Data supplied -

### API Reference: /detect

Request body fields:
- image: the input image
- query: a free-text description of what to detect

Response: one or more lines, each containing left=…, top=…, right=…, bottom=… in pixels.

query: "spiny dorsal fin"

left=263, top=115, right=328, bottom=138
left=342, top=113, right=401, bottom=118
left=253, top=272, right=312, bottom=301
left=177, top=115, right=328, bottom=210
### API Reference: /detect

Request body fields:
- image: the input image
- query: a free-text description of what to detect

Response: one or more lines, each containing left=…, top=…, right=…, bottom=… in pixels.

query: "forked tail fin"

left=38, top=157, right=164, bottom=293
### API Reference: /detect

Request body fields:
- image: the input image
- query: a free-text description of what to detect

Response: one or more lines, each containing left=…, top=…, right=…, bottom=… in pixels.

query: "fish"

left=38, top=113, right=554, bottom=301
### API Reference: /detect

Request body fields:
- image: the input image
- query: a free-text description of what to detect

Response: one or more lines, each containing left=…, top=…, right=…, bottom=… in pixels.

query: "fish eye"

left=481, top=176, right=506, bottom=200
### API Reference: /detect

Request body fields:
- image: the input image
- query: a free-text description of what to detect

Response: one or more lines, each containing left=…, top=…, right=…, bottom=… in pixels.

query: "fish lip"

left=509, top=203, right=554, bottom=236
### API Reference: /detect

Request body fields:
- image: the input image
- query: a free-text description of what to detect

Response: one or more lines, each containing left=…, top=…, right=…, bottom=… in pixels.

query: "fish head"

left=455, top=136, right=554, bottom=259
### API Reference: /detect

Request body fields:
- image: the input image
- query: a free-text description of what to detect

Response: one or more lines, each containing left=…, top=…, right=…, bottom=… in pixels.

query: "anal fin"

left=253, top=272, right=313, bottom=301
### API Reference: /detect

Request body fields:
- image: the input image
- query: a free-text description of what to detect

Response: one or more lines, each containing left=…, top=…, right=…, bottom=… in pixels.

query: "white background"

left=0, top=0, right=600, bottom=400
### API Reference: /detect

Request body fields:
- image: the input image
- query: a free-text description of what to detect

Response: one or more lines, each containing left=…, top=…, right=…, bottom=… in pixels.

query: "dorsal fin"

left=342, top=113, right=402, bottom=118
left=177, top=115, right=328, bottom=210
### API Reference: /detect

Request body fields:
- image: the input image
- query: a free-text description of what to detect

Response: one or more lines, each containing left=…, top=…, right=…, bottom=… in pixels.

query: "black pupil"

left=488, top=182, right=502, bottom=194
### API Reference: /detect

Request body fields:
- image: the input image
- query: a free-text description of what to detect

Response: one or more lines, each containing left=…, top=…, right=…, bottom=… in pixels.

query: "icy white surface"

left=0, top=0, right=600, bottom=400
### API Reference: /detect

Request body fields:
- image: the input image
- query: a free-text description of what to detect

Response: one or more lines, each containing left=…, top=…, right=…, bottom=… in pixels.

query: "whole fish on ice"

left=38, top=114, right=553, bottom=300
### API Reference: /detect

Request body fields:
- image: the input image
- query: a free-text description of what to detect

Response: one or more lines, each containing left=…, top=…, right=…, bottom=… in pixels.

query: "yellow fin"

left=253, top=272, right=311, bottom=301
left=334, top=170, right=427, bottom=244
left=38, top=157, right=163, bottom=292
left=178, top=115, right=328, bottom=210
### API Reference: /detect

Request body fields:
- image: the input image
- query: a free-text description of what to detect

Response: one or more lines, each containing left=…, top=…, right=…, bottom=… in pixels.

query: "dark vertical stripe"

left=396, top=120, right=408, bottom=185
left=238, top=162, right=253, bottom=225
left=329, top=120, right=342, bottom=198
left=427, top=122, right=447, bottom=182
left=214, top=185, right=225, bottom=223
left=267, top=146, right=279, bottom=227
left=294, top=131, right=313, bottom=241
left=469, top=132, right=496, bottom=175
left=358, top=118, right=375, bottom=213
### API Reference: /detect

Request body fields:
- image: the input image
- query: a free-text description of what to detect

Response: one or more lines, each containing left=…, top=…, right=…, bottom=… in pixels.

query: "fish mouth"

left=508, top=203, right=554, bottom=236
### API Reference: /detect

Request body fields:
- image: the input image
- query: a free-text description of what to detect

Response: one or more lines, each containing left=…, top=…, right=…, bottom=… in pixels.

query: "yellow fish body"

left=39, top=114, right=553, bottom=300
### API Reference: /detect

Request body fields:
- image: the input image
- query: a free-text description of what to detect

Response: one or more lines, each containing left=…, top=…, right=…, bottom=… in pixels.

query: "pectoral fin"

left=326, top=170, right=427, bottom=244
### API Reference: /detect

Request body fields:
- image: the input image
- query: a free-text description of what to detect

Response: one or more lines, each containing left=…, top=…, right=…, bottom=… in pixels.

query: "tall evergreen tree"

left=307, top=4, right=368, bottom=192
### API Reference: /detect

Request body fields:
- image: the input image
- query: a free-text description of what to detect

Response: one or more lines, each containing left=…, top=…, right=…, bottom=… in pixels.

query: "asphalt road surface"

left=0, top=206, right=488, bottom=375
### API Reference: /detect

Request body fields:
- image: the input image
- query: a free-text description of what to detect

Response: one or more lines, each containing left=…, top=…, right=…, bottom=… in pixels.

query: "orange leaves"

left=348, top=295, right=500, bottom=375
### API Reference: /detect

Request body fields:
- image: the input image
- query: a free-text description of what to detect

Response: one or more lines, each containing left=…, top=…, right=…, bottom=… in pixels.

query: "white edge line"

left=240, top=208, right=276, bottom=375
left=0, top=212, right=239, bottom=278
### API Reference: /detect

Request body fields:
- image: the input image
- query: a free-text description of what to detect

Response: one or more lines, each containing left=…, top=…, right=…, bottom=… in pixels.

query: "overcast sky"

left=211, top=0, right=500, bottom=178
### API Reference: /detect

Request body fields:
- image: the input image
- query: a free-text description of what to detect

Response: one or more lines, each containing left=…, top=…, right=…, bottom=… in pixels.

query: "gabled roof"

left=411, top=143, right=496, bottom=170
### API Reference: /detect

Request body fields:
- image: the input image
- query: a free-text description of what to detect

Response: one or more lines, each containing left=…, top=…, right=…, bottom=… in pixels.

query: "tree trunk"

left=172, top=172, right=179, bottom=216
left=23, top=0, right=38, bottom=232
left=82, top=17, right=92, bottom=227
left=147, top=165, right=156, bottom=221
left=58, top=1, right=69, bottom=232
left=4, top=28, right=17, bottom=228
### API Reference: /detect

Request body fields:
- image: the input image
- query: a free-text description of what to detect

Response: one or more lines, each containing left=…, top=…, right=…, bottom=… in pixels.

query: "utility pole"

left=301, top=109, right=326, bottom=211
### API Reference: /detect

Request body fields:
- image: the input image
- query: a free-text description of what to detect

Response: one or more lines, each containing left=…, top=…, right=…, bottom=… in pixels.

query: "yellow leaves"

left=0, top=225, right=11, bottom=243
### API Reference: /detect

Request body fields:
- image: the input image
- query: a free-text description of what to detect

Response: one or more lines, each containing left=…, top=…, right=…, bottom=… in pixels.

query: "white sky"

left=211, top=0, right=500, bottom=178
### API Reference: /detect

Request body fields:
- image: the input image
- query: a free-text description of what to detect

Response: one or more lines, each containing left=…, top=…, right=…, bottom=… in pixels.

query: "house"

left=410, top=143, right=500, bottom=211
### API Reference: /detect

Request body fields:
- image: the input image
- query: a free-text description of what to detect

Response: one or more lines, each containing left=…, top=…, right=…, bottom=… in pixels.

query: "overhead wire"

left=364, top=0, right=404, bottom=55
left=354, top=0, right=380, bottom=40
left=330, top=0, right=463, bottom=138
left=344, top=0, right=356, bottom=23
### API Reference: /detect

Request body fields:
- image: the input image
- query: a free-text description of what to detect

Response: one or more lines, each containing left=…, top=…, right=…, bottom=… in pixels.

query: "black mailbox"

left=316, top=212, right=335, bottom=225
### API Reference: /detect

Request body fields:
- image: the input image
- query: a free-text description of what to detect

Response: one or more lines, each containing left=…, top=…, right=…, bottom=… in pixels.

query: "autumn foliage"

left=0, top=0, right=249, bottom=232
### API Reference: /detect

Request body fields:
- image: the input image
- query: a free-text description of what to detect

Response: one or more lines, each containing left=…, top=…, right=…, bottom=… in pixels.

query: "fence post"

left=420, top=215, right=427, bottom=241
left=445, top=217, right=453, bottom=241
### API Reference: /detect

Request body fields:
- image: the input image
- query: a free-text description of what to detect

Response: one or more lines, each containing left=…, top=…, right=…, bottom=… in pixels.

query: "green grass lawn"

Request - Count the lines in the data above that contain the string "tree", treating uppercase and lowercase letters as different, and reply with only that number.

Expected output - 2